**GIVEN TEXT:**
———
As we begin the new year, it is natural to take stock of the investment landscape. It is especially true since markets have delivered strong gains for three consecutive years. The question now is whether the economy can support a fourth consecutive year of positive market returns. The following outlines our assessment of the forces shaping the path forward.
Consumer Spending: The Economy’s Primary Growth Engine
Despite significant attention on AI-driven growth, consumer spending remains the backbone of U.S. economic expansion:
- Spending remains strong: Both headline and inflation-adjusted retail sales continue to grow at healthy rates relative to pre-pandemic norms.
- Key GDP input accelerating: Retail sales in the “control group” (excluding autos, gas, and building materials) are up 6.1% on a 3-month annualized basis, nearly double the pace seen in the two years before COVID.
- Growth is real, not just inflation-driven: After adjusting for core inflation, control group spending is growing at 2.5%, well above the 1.1% pre-pandemic average.
- Driving economic growth: Consumer spending has been the largest contributor to GDP growth in recent quarters and has exceeded its pre-COVID average in five of the last six quarters.
- Durable foundation: As long as labor markets remain stable, consumer activity should continue to provide a resilient base for economic expansion heading into 2026.
AI: Still in the Early Innings
Evidence suggests the AI cycle remains in an early phase, with meaningful runway ahead:
- Compelling historical parallel: Since the release of ChatGPT, the Nasdaq’s performance has closely tracked its path following the launch of the Netscape browser in late 1994, which helped spark the Internet Boom. (See the chart below.)
- Nearly identical market performance:
- 767 days after Netscape’s release: Nasdaq return was 114%
- 767 days after ChatGPT’s release: Nasdaq return was 111%
- Cycle positioning: If this historical analogue continues, the current market environment may resemble the late-1997 stage of the Internet Boom, rather than the eventual peak that followed years later.

Productivity: A Powerful and Underappreciated Growth Engine
Productivity has been a meaningful tailwind and remains important for the 2026 outlook:
- Strong recent gains: Over the past three years, real output per hour (labor productivity) has increased at an annualized rate of more than 2%, nearly double the pace seen during the 2010s. (See the chart below.)
- Comparable to prior expansion cycles: This is similar to productivity growth during the 1990s technology-driven expansion.
- Supports higher living standards: Higher productivity increases total output and income over time as capital and technology improve efficiency.
- Disinflationary impact: Strong productivity can help ease inflation pressures by allowing growth without proportionate cost increases.
———
Region pointing data:

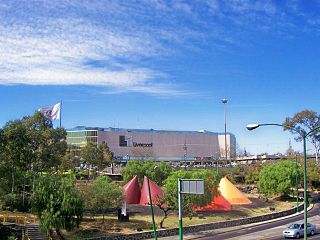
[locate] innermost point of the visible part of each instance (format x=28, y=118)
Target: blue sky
x=163, y=64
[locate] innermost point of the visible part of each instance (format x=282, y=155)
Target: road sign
x=187, y=186
x=192, y=186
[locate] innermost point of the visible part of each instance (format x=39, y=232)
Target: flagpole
x=60, y=111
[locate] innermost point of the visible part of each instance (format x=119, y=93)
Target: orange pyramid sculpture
x=132, y=191
x=219, y=203
x=155, y=190
x=232, y=193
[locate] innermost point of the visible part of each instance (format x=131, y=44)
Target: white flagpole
x=60, y=111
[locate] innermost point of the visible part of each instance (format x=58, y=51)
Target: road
x=268, y=231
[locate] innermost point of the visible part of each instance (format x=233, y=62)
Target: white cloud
x=60, y=42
———
**WHAT NEEDS TO BE DONE:**
Continue the market outlook text from its last sentence, keeping its layout of a section header, a short lead-in line and labeled bullet points.

**YOUR RESPONSE:**
- AI as an accelerant: As AI adoption broadens, productivity gains may continue supporting growth while helping contain inflation.

Wildcards to Watch
While the backdrop for 2026 remains constructive, several developing factors bear watching.
- Reindustrialization and Capital Investment: Bankers are indicating some level of loan volume is going to support expanded factory output. Others are reporting the largest increase in non-residential construction is associated with manufacturing. This means reindustrialization has begun and is an important emerging theme. While hard to quantify the impact in 2026, it is more than $0, and potentially more than investors expect.
- Labor Market Dynamics: Recent reports have signaled pockets of labor market weakness. For the reasons outlined above, the labor market does not appear likely to collapse, but if it did, it would weaken the consumer and pose a risk to the broader growth story.
- AI Monetization and Market Concentration: High market concentration in technology and communication services can be either a risk or an opportunity. The outcome depends on whether AI infrastructure and implementation firms can turn AI investment into sustained revenue growth. The elevated market concentration means AI-related performance will continue to have an outsized impact on overall market returns.
What This Means for Investors Heading Into 2026
As we move through 2026, the economic outlook is being shaped by several forces. Consumer spending continues to provide a durable foundation, productivity gains are supporting growth while easing inflation pressures, and AI remains a powerful long-term driver, still in its early stages of adoption. While the economy is not without risks, these engines of growth are tangible and help support the case for continued expansion.
At the same time, elevated market concentration, particularly around AI-related activity, means that any performance weakness could pose a risk to market returns in the year ahead.